*** INFORMATION GIVEN ***

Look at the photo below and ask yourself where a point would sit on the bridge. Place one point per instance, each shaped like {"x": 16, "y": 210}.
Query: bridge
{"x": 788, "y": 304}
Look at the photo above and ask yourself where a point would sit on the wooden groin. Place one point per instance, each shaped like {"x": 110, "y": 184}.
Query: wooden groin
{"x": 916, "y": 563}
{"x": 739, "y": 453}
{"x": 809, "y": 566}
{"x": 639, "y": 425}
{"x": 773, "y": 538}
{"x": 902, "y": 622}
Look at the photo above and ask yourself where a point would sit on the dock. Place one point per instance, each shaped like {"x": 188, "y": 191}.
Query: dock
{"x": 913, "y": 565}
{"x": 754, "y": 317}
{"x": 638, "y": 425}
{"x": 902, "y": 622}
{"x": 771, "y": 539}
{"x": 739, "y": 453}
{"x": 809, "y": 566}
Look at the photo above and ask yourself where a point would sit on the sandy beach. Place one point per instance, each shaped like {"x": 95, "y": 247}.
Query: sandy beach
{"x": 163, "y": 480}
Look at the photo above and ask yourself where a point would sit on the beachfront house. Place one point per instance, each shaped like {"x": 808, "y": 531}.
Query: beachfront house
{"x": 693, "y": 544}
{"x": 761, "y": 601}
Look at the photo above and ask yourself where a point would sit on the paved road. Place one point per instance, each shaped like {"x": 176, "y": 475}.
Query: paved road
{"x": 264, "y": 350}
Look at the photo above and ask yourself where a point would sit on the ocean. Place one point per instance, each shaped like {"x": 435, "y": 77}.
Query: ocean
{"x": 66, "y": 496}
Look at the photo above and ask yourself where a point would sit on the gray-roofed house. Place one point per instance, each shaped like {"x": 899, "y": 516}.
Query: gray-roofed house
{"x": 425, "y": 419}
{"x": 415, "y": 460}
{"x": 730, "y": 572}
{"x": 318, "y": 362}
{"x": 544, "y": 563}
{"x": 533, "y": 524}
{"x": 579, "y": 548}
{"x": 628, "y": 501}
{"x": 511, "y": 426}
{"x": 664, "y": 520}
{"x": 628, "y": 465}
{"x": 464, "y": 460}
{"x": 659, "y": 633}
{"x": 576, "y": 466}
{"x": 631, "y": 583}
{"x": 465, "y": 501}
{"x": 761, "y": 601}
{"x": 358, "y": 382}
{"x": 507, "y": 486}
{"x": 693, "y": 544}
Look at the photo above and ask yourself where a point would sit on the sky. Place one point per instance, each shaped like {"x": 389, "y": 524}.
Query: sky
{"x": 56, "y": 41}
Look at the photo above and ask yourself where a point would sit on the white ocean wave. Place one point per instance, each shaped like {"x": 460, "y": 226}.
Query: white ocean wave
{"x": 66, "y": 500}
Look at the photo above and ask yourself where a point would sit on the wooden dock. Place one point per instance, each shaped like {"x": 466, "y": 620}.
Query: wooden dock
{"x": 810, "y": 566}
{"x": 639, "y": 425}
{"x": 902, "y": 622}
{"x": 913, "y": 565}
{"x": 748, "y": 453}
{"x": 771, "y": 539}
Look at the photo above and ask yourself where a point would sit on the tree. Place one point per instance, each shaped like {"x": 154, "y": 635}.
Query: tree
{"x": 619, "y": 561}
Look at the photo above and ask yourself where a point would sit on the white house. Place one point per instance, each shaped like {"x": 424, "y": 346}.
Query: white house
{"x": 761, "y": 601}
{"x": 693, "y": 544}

*** End of INFORMATION GIVEN ***

_WHAT NEEDS TO BE DONE_
Repeat only the stretch of lines starting at the one containing "Query: tree" and running to the final line of the entries above.

_WORKED SOLUTION_
Query: tree
{"x": 619, "y": 561}
Look at the photo above and ask yourself where a point would sit on the white house. Place one point per instance, each shaped like {"x": 424, "y": 346}.
Query: white house
{"x": 761, "y": 601}
{"x": 693, "y": 544}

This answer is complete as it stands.